TASK ITEM:
Reproduce the lines below verbatim, from the first line through the line that contains "negative clicks: (724, 261)".
---
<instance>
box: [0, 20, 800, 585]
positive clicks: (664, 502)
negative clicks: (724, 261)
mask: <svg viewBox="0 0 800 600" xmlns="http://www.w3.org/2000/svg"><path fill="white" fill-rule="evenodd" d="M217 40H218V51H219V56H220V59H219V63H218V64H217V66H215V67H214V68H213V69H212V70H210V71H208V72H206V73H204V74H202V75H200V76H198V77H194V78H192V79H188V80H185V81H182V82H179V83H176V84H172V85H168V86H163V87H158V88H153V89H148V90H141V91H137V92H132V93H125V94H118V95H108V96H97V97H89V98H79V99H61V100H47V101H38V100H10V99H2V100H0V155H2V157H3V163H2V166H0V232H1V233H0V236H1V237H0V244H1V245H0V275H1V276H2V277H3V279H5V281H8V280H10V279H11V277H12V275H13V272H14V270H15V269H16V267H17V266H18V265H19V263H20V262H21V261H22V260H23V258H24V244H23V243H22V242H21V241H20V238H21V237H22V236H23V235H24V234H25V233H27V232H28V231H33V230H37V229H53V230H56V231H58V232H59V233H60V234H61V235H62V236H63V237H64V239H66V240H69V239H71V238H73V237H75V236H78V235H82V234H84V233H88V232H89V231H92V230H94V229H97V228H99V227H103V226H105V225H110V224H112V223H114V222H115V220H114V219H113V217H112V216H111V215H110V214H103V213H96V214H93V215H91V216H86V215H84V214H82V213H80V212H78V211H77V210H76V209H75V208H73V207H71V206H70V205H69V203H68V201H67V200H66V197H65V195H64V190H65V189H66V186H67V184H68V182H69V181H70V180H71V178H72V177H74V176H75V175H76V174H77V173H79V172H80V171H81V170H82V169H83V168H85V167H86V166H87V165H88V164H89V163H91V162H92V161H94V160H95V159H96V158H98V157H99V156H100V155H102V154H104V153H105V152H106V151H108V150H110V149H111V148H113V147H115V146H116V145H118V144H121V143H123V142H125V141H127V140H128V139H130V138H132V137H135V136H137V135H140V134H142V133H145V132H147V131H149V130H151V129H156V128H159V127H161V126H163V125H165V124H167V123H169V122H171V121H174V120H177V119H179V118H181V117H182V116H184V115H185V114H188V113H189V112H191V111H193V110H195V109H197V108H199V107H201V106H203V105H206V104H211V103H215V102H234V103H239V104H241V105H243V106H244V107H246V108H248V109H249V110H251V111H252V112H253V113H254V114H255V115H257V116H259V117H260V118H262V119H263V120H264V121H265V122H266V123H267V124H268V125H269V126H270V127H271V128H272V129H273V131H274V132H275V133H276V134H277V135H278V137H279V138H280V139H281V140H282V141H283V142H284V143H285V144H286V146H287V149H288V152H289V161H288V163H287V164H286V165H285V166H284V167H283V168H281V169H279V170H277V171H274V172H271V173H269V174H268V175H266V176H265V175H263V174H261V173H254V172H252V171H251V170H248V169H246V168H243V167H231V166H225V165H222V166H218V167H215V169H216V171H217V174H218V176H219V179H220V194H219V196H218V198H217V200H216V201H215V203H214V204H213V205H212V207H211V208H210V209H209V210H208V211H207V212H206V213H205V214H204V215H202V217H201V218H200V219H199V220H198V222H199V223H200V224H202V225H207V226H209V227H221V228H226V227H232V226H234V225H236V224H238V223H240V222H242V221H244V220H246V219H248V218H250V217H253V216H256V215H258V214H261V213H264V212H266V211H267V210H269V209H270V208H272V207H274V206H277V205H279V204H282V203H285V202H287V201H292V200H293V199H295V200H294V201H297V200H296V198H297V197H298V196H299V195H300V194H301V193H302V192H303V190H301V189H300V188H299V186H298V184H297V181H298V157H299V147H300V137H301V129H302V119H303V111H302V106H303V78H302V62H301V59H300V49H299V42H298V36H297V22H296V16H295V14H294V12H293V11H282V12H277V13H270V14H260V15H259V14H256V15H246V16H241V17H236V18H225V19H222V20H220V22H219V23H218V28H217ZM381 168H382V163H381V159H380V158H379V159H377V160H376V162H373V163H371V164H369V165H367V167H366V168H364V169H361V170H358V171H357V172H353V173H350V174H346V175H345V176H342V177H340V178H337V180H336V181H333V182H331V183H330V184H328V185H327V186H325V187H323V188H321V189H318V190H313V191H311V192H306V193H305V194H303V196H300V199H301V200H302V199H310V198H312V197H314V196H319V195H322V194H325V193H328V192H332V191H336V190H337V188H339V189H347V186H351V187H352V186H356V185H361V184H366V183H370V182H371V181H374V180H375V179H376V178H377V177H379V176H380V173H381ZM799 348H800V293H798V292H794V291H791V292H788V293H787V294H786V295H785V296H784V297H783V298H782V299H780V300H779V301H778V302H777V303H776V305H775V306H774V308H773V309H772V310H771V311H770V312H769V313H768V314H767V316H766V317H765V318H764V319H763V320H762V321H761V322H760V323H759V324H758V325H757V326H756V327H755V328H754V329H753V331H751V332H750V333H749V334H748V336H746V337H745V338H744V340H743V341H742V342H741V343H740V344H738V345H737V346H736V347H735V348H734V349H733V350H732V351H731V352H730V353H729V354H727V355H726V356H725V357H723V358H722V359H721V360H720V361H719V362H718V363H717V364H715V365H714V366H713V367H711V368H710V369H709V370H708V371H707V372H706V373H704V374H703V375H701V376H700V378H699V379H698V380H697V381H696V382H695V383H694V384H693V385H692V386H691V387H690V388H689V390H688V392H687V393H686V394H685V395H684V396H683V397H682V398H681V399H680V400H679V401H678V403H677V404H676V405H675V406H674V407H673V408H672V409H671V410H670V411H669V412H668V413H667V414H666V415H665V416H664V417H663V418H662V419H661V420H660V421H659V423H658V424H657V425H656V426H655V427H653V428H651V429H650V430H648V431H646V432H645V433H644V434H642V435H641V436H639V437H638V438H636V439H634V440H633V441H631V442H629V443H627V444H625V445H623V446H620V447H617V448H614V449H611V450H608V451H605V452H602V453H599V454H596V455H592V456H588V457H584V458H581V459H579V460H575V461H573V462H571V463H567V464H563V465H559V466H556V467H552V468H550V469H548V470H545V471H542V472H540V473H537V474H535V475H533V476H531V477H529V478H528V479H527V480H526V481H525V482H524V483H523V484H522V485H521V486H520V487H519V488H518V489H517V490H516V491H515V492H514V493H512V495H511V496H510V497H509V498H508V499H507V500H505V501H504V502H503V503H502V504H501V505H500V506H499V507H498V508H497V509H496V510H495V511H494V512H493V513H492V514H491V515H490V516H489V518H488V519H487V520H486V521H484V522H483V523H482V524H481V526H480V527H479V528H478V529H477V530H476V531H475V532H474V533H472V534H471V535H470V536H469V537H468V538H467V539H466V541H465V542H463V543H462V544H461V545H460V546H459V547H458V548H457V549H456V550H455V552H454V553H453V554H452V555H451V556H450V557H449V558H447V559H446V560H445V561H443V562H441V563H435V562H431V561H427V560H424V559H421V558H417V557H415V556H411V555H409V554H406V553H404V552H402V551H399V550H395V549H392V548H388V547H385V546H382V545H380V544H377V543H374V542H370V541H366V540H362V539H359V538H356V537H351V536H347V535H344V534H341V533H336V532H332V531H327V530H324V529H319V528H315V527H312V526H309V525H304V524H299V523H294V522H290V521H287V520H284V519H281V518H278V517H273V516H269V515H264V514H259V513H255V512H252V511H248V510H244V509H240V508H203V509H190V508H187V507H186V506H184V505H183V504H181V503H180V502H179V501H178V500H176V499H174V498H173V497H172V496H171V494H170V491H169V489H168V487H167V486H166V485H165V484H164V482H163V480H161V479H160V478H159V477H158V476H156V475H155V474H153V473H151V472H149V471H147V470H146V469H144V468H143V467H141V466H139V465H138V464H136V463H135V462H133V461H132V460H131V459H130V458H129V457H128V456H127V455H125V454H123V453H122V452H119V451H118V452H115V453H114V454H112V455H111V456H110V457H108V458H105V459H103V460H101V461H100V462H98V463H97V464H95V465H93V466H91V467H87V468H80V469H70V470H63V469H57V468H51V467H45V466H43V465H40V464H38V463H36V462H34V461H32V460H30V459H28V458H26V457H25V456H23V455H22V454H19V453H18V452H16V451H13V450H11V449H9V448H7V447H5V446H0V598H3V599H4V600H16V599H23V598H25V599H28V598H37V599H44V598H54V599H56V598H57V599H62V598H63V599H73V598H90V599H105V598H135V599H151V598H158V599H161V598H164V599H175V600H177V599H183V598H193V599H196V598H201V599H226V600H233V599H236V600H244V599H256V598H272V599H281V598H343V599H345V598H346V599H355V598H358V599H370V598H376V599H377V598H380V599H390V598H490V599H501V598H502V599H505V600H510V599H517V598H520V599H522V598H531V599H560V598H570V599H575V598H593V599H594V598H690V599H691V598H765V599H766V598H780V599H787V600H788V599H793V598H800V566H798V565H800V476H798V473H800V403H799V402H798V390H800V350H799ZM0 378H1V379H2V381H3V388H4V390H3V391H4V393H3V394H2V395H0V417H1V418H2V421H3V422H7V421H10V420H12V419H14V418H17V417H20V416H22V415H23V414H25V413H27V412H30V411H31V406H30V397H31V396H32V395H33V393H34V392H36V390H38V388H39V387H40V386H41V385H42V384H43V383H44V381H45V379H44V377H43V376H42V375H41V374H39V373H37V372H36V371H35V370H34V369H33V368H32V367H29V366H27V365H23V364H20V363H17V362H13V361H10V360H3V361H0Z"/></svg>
---
EXERCISE RESPONSE:
<instance>
box: [0, 20, 800, 585]
positive clicks: (664, 502)
negative clicks: (724, 261)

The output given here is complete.